• **Exercise**:
Count how many lines in the records below contain the string "wall", treating uppercase and lowercase as different. Reply with the number alone.

• **Data section**:
>>>>>

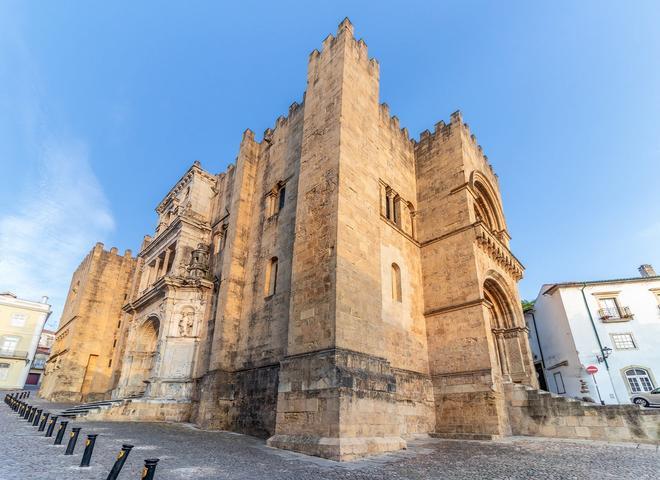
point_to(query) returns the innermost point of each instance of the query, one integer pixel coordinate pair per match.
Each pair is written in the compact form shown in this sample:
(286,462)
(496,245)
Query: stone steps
(85,408)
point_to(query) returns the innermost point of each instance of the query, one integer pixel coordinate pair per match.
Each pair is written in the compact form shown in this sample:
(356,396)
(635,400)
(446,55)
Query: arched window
(639,380)
(486,209)
(396,283)
(271,277)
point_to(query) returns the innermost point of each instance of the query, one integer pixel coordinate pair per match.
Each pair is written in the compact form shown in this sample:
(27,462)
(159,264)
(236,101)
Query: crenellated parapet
(392,122)
(344,36)
(444,132)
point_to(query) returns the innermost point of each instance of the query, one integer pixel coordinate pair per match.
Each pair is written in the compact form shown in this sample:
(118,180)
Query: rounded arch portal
(142,355)
(509,337)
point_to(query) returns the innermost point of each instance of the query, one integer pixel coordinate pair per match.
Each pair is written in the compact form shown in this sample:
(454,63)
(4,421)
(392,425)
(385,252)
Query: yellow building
(21,323)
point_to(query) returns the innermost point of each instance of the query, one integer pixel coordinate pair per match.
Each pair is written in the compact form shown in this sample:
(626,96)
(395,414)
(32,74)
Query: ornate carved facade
(340,288)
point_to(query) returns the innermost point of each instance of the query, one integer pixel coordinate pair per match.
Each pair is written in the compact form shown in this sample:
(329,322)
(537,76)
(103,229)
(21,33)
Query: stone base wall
(62,397)
(244,401)
(538,413)
(469,405)
(342,405)
(143,411)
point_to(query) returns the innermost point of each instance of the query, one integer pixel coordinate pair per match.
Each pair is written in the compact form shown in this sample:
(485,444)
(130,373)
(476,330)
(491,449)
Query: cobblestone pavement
(188,453)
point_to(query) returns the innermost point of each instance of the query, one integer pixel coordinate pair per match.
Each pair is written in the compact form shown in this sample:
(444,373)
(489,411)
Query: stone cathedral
(341,288)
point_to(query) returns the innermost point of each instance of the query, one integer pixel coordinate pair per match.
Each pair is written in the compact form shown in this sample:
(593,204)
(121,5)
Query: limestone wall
(80,366)
(537,413)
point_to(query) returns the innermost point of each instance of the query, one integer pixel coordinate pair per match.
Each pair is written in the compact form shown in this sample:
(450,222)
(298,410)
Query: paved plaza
(189,453)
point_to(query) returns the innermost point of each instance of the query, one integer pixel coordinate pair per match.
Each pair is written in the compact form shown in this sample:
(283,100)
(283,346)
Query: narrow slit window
(396,283)
(271,277)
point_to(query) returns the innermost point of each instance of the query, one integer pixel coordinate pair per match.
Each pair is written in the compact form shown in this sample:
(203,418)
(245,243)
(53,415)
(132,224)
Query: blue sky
(104,105)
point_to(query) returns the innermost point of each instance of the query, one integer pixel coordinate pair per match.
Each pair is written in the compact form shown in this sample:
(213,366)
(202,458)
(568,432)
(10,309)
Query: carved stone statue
(186,323)
(199,262)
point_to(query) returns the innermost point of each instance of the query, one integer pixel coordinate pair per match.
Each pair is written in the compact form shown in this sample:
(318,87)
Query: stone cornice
(159,289)
(195,169)
(171,231)
(496,249)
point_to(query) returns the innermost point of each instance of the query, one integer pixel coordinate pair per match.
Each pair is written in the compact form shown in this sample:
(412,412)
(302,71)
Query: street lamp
(605,354)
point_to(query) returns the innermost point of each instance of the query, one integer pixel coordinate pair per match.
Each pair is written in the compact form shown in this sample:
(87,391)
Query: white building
(613,325)
(21,323)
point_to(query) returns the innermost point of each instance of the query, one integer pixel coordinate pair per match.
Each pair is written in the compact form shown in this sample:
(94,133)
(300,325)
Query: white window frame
(640,384)
(4,370)
(562,389)
(632,338)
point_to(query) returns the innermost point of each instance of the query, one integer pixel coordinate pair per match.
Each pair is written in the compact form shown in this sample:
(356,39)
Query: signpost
(592,370)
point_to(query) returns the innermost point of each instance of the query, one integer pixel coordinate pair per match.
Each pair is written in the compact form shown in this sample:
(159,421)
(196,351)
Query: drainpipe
(600,345)
(538,342)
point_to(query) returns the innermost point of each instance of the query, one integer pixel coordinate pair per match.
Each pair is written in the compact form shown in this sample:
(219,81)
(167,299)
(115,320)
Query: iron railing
(615,313)
(11,353)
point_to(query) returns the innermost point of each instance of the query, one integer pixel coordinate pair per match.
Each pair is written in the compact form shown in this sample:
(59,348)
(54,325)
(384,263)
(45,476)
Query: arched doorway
(508,335)
(143,355)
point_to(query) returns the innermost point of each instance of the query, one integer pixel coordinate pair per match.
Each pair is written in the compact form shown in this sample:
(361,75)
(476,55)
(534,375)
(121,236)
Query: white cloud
(57,209)
(58,216)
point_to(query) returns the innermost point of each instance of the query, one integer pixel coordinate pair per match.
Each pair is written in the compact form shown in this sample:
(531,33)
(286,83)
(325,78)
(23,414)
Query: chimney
(646,270)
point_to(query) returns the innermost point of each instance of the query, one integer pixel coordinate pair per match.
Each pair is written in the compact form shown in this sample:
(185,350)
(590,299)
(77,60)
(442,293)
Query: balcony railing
(11,353)
(615,314)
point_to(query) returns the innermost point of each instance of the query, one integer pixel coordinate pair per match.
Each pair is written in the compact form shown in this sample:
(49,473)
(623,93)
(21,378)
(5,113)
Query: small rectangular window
(623,341)
(18,320)
(559,382)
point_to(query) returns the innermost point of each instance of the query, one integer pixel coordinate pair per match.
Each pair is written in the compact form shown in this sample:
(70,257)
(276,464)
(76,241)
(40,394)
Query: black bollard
(44,420)
(149,468)
(119,463)
(37,417)
(89,448)
(73,438)
(51,426)
(60,432)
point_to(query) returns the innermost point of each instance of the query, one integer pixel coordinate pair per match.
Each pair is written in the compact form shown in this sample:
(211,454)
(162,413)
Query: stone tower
(80,365)
(476,330)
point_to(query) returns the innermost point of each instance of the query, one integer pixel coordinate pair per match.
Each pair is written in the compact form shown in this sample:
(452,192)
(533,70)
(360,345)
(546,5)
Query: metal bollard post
(37,417)
(119,463)
(44,420)
(73,438)
(51,426)
(60,432)
(149,468)
(89,448)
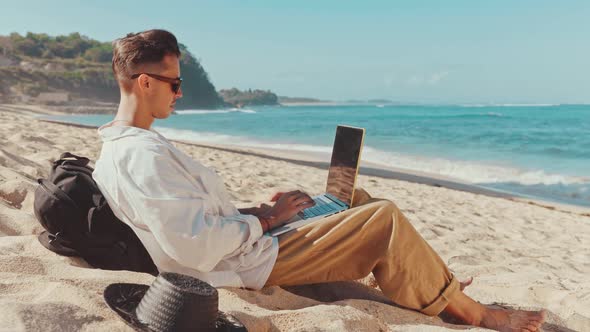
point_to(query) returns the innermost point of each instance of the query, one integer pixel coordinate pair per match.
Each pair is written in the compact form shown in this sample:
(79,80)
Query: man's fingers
(304,200)
(277,196)
(305,205)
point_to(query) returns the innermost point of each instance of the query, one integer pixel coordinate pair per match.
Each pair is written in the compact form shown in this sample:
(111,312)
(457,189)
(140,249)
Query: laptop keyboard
(323,206)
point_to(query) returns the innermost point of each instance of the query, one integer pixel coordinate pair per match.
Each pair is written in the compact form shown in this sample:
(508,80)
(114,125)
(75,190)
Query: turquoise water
(534,150)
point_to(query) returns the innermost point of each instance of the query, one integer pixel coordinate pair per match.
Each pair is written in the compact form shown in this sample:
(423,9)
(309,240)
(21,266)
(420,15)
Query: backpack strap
(72,158)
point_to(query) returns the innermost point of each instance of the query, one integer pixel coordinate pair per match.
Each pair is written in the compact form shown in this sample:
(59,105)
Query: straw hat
(174,302)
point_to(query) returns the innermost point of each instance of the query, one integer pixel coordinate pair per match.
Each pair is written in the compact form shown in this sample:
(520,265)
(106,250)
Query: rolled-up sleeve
(182,217)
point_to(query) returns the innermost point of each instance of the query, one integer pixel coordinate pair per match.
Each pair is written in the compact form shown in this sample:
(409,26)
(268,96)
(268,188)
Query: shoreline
(315,160)
(521,254)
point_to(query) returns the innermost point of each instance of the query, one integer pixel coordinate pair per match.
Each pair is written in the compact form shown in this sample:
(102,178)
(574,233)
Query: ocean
(537,151)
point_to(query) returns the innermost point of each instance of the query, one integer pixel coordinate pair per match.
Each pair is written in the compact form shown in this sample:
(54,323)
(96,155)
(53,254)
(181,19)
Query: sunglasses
(174,82)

<<<<<

• **Reply to the task**:
2